■ Region pointing data ■
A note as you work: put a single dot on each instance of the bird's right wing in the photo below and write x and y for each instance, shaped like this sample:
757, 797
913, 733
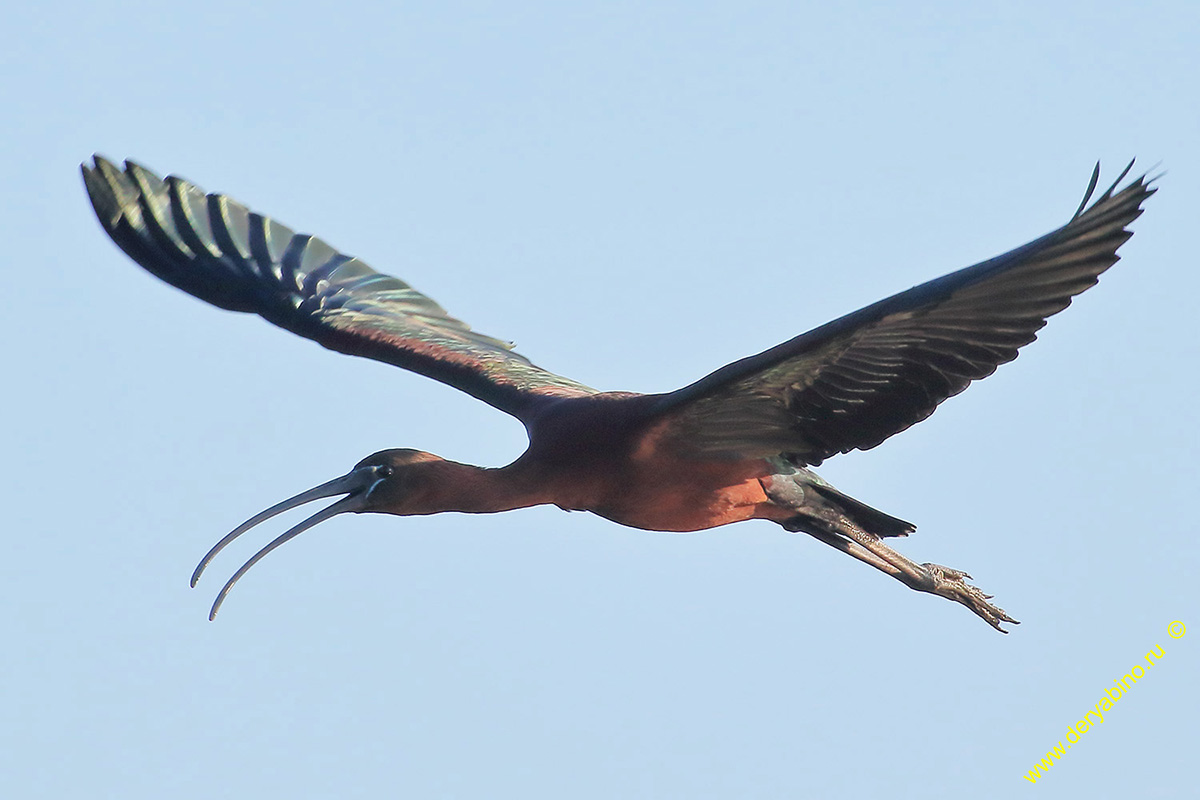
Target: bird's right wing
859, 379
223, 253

■ PROBLEM TO SOLVE ■
Retype the data word for word and keep the pictures out of it.

■ WRITTEN SOLUTION ■
A note as you work: put a single dot on each instance of the bird's right wing in the photo below and write x and y for each instance, shaped like this sample:
757, 797
913, 733
Target: bird's right wing
859, 379
223, 253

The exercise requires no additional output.